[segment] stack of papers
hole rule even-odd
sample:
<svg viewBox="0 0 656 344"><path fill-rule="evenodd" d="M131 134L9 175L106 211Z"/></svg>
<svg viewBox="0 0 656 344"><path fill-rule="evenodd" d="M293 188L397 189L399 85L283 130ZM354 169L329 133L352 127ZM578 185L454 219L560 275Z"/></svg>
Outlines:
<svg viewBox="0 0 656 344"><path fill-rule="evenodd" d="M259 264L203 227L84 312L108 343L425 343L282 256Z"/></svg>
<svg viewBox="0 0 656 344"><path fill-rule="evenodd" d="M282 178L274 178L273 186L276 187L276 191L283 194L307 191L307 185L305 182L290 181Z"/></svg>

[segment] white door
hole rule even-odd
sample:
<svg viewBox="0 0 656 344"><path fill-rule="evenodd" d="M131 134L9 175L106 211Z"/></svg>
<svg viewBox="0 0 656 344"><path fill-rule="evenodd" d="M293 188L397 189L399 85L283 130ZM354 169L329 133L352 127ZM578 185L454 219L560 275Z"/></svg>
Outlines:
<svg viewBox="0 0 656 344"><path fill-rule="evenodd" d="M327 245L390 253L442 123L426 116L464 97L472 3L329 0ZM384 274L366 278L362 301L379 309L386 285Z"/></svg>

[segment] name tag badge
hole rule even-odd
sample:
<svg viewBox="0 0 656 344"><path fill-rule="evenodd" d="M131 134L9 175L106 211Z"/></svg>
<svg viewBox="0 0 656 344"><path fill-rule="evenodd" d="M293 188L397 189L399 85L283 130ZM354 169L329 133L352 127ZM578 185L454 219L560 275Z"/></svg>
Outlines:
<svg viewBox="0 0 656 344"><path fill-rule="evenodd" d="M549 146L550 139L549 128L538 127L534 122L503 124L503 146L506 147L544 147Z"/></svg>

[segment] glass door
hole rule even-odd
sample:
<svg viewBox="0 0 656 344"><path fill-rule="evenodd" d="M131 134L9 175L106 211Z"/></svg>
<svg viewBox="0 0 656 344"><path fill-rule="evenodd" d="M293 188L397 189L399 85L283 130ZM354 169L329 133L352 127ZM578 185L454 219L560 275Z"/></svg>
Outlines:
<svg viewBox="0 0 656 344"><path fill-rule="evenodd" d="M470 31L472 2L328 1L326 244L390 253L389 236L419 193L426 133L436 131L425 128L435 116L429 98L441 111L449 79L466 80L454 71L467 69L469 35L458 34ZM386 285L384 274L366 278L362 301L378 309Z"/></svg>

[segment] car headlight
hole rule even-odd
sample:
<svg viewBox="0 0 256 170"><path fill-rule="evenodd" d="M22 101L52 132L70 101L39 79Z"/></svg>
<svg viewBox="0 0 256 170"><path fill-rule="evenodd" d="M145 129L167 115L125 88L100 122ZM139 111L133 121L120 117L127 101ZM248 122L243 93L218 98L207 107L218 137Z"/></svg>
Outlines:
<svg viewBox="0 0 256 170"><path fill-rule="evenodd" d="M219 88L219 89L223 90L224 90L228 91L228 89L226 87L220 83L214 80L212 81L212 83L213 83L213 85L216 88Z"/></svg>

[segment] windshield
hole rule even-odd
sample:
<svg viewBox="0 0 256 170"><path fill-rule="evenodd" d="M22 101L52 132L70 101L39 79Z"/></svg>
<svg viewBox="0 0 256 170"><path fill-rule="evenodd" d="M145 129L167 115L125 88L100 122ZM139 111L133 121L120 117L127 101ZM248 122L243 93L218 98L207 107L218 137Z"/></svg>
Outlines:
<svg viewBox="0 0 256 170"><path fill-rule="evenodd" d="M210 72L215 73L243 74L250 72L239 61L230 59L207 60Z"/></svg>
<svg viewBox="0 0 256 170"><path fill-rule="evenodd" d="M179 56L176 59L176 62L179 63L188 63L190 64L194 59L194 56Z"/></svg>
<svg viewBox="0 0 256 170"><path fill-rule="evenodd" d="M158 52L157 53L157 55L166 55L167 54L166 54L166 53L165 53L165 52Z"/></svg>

━━━━━━

**CHALLENGE:** Once more, set down the full listing, verbatim.

**RESPONSE TO THE TASK:**
[segment] stack of papers
hole rule even-odd
sample:
<svg viewBox="0 0 656 344"><path fill-rule="evenodd" d="M131 134L9 175L106 211Z"/></svg>
<svg viewBox="0 0 656 344"><path fill-rule="evenodd" d="M293 188L397 189L399 85L283 130ZM354 169L329 133L352 127ZM578 185L454 219L560 275Z"/></svg>
Outlines:
<svg viewBox="0 0 656 344"><path fill-rule="evenodd" d="M259 264L203 227L84 312L108 343L425 343L282 256Z"/></svg>
<svg viewBox="0 0 656 344"><path fill-rule="evenodd" d="M282 178L274 178L273 186L276 187L276 191L283 194L307 191L307 185L305 182L290 181Z"/></svg>

[segment] white door
hole rule even-odd
sample:
<svg viewBox="0 0 656 344"><path fill-rule="evenodd" d="M131 134L9 175L106 211Z"/></svg>
<svg viewBox="0 0 656 344"><path fill-rule="evenodd" d="M293 188L397 189L399 85L283 130ZM354 169L329 133L352 127ZM578 185L454 219L560 275Z"/></svg>
Outlines:
<svg viewBox="0 0 656 344"><path fill-rule="evenodd" d="M327 245L390 253L442 123L426 116L464 97L472 3L329 0ZM384 274L366 278L362 301L379 309L386 285Z"/></svg>

[segment] name tag badge
hole rule even-odd
sample:
<svg viewBox="0 0 656 344"><path fill-rule="evenodd" d="M131 134L9 175L106 211Z"/></svg>
<svg viewBox="0 0 656 344"><path fill-rule="evenodd" d="M293 188L397 189L399 85L283 130ZM354 169L329 133L352 127ZM578 185L454 219L560 275Z"/></svg>
Outlines:
<svg viewBox="0 0 656 344"><path fill-rule="evenodd" d="M549 146L550 139L549 128L538 127L534 122L503 124L503 146L506 147L544 147Z"/></svg>

[segment] glass door
hole rule even-odd
sample:
<svg viewBox="0 0 656 344"><path fill-rule="evenodd" d="M131 134L9 175L106 211Z"/></svg>
<svg viewBox="0 0 656 344"><path fill-rule="evenodd" d="M293 188L397 189L399 85L283 130ZM354 169L329 133L352 127ZM578 185L454 219L560 275Z"/></svg>
Outlines:
<svg viewBox="0 0 656 344"><path fill-rule="evenodd" d="M470 31L472 2L328 1L326 244L390 253L389 236L419 193L426 133L436 131L425 128L435 116L429 98L441 111L449 79L466 80L454 71L467 69L469 35L458 34ZM386 285L384 274L366 278L362 301L378 309Z"/></svg>

[segment] car headlight
hole rule even-odd
sample:
<svg viewBox="0 0 256 170"><path fill-rule="evenodd" d="M22 101L52 132L70 101L39 79Z"/></svg>
<svg viewBox="0 0 256 170"><path fill-rule="evenodd" d="M145 129L167 115L125 88L100 122ZM139 111L133 121L120 117L127 101ZM248 122L243 93L218 98L207 107L218 137Z"/></svg>
Outlines:
<svg viewBox="0 0 256 170"><path fill-rule="evenodd" d="M219 88L219 89L223 90L224 90L228 91L228 89L226 87L220 83L214 80L212 81L212 83L213 83L213 85L216 88Z"/></svg>

[segment] windshield
hole rule even-odd
sample:
<svg viewBox="0 0 256 170"><path fill-rule="evenodd" d="M22 101L52 132L70 101L39 79Z"/></svg>
<svg viewBox="0 0 256 170"><path fill-rule="evenodd" d="M145 129L167 115L125 88L100 122ZM139 111L133 121L120 117L127 101ZM248 122L243 93L218 98L207 107L218 137Z"/></svg>
Outlines:
<svg viewBox="0 0 256 170"><path fill-rule="evenodd" d="M210 72L215 73L243 74L250 72L239 61L230 59L207 60Z"/></svg>
<svg viewBox="0 0 256 170"><path fill-rule="evenodd" d="M179 56L176 59L176 62L179 63L188 63L190 64L194 59L194 56Z"/></svg>
<svg viewBox="0 0 256 170"><path fill-rule="evenodd" d="M158 52L157 53L157 55L166 55L167 54L166 54L166 53L165 53L165 52Z"/></svg>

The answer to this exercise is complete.